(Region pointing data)
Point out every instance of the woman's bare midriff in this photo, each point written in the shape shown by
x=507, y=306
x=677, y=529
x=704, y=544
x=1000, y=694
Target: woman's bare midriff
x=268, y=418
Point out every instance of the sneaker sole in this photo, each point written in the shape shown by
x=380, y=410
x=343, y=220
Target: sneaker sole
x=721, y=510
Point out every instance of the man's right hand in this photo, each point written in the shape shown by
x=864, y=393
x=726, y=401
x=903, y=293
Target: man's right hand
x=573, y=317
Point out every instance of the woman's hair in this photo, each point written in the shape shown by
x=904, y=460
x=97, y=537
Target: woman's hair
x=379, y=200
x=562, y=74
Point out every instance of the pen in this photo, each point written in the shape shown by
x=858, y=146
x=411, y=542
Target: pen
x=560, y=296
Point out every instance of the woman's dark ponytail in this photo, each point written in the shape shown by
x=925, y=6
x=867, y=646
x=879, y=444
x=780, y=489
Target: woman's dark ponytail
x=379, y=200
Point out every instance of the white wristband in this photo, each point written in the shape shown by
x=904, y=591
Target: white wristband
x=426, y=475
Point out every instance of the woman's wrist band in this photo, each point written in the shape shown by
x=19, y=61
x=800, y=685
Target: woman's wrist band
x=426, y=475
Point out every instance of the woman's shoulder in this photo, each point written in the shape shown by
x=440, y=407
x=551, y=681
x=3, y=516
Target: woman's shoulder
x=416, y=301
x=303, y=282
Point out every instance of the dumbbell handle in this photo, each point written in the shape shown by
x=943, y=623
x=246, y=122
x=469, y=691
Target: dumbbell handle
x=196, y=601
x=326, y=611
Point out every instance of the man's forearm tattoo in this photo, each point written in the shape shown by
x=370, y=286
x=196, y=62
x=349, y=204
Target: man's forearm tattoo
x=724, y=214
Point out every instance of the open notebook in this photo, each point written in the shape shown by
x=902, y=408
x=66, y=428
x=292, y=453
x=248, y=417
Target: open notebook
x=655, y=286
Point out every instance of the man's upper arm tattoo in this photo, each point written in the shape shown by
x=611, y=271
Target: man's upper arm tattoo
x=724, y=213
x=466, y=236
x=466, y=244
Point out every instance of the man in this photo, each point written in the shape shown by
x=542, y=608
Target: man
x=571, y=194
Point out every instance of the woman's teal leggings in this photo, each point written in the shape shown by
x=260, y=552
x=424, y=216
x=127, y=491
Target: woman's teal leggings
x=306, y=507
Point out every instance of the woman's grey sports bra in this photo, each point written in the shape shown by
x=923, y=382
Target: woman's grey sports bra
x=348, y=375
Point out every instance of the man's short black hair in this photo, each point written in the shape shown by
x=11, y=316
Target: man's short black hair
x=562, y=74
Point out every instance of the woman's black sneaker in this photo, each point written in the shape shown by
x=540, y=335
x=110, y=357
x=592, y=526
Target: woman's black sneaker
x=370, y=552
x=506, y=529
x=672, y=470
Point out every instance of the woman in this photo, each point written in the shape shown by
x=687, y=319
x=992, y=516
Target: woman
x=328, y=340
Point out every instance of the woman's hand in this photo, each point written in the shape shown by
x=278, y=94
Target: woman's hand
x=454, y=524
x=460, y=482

...

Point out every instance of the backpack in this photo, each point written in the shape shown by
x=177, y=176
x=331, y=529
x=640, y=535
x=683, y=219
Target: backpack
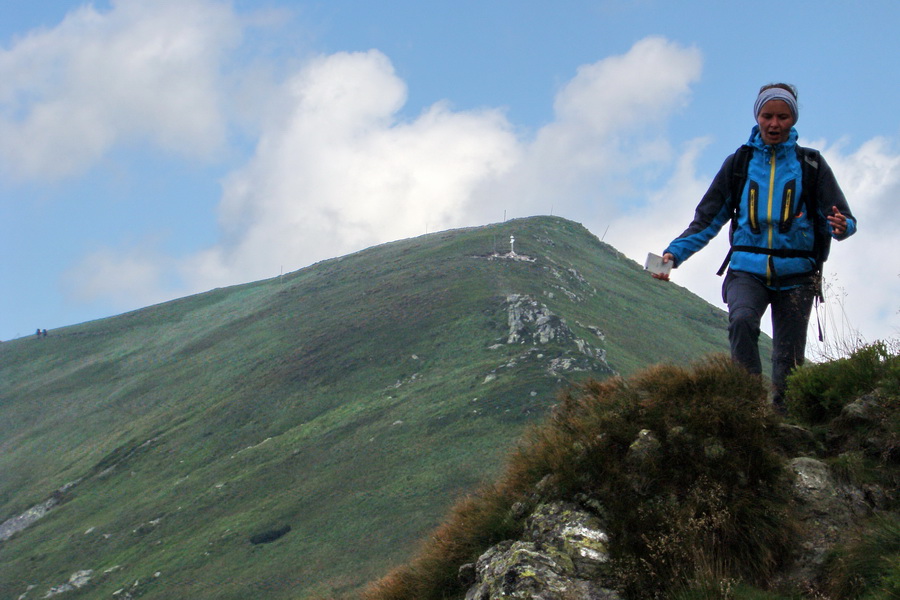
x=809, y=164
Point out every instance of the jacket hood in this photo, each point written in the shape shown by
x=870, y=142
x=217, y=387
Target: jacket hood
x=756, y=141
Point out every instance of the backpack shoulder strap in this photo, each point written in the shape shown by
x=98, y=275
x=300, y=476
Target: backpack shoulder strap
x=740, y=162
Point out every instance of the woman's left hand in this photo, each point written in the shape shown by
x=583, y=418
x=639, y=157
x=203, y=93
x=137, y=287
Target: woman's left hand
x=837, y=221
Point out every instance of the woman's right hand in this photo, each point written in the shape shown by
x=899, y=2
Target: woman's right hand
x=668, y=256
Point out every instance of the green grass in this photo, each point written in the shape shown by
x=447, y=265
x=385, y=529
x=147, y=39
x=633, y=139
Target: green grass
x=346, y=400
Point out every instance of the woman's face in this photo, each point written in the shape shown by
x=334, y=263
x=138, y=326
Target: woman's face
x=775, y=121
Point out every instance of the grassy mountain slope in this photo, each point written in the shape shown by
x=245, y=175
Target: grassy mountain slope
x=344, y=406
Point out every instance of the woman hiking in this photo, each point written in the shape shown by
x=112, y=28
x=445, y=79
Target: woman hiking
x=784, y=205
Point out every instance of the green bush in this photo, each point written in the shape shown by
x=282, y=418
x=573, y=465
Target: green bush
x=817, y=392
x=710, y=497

* [AIM OF THE EXERCISE]: Take the lines above from the one containing "x=380, y=410" to the one containing "x=780, y=489" and retype them exactly, both ends included, with nothing added.

* [ANSWER SPACE]:
x=380, y=410
x=343, y=220
Target: sneaker sole
x=721, y=510
Point out every instance of the man's right hand in this photo, each point written in the shape shown by
x=864, y=393
x=726, y=401
x=903, y=293
Target: man's right hand
x=573, y=317
Point out every instance of the woman's hair in this photo, each point written in the shape shown by
x=904, y=460
x=97, y=537
Target: woman's hair
x=379, y=200
x=562, y=74
Point out every instance of the pen in this photo, each point written in the shape shown by
x=858, y=146
x=411, y=542
Target: pen
x=560, y=296
Point out every instance of the woman's dark ponytail in this photo, each point written in the shape shown by
x=925, y=6
x=867, y=646
x=879, y=444
x=780, y=489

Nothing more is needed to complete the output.